Problems:
(1) Reproduce the thresher shark report word for word, starting at "Another quick call" and ending at "and head over.".
(2) In the thresher shark report, why did the writer leave Sunnyside beach and launch the kayak from Mornington boat ramp instead? Answer in one to three sentences.
(3) Carry the thresher shark report forward from its last sentence.

# Vic: Thresher Shark report



## hardyaka (Dec 22, 2008)

a recap what happened guys&#8230;

Rang the boss to tell him I need a couple of days off because of a sore back, my work mate and fishing buddy Hackonayak knew I was up to no good- a new Hobie Adventure, 3 good days of weather forecast&#8230; he knew what I was going to be doing the next few days!

I had had a quick fish at Sunnyside the day before and found Bigyakka and Squizzy there. Both had caught good reds there and gave me the heads up on the area and told me the fish are about.

The next morning I made it to Sunnyside beach around 7.30am and looked at the a glassed out bay, the area I was going to fish would take only minutes to get to in the Adventure and I thought its to nice not to have a longer pedal today, which was the reason I bought the Adventure in the first place.

Jumped back in the ute and then drove around to Mornington boat ramp and set the yak up on the beach.
My plan was to drag a lure back towards Sunnyside beach hoping to score a snapper and if that failed I was going to anchor up and soak a few baits while flicking a plastic about. The lure was a Scorpion 5metre diver running on a T-Curve. The 3-6kg spin rod holds a Shimano 4000 twin power loaded with 10lb braid on it. No more than 20 minutes passed and then bang&#8230;the reel screams off for a few seconds with a few good solid bumps- the tell tale signs of being a good snapper- then only a second or two after putting some pressure on the "snapper" it takes the fastest line braid burning run I've felt&#8230;easy 100+ meters in seconds and that's when I put up chase as quick as I could possibly pedal. After a while it settled and the free ride began.

After a quick call to Matty to let him know what was going on, I still hadn't seen the fish but had a gut feeling it was a thresher- there had been a couple hooked and lost in as many weeks around the area.
There was a series of howling runs with fast directional changes that went on for at least 20 minutes then the fish burst out of the water twice and began towing the yak around at speeds up to 6km/h again. What a rush! Seeing that fish launch only metres ahead of the yak at full speed is something I don't think I'll forget real soon.

Another quick call to Matty (after I stopped shaking) to let him know it's a thresher, and called it for around 30kg and still connected and I'm going to need some help out here if I stand any chance to land this fish, he said he's fishing around Seaford and is racing back to the beach to load his yak and head over.

Around 15minutes pass and I'm still getting dragged around like a rag doll out there with the fish showing no signs of slowing down. I turned the kayak side on to the fish, leant the other way and hung on. This slowed him down a lot&#8230;the whole time in my mind was 'when's this line going to pop!'

With no other yakkers around, or boats, I made a call to a mate of mine Morne from Fishing Fever and let him know what was going on and asked if he could call a boat out to help me out here. My little Environet wasn't going to be much good today, and trying to tow it back on light line would have ended in tears for sure.

Raw data:
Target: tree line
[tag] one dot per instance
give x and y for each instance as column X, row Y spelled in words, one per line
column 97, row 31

Set of answers:
(1)
Another quick call to Matty (after I stopped shaking) to let him know it's a thresher, and called it for around 30kg and still connected and I'm going to need some help out here if I stand any chance to land this fish, he said he's fishing around Seaford and is racing back to the beach to load his yak and head over.

(2) The bay was glassed out, and the spot the writer meant to fish was only minutes from Sunnyside beach in the Adventure. The writer thought the day was too nice not to have a longer pedal, which was the reason for buying the Adventure in the first place.

(3)
I had the phone sitting on my lap in hands free mode while speaking with him when the fish bolted again. He could hear line burning up the guides and turned into a mumbling mess. I knew if he wasn't in his shop he would have been there in a flash. Moments later Matt Hunt called me and told me he's on his way over.

Still sitting side on to the fish and him pulling at a steady pace then bang! Nothing. I thought the worst had happened only to see the fish scream past the front of me like lightning and I could clearly see my lure attached to its tail! Winding like a madman the line came tight and I was into him again.

When Matt arrived, and what a welcome sight he was, the fish had risen to the surface around 20 odd metres and had been slugging it out pulling me around for some time, I think they enjoyed the show! With one last dive down deep I pedalled over the top of the fish, hung my legs over each side of the yak and began to pump the fish up. Once I had the leader in hand I grabbed the tail and lifted the fish up enough for Matt and crew to slide a gaff and tail rope. To say I was excited would be an understatement!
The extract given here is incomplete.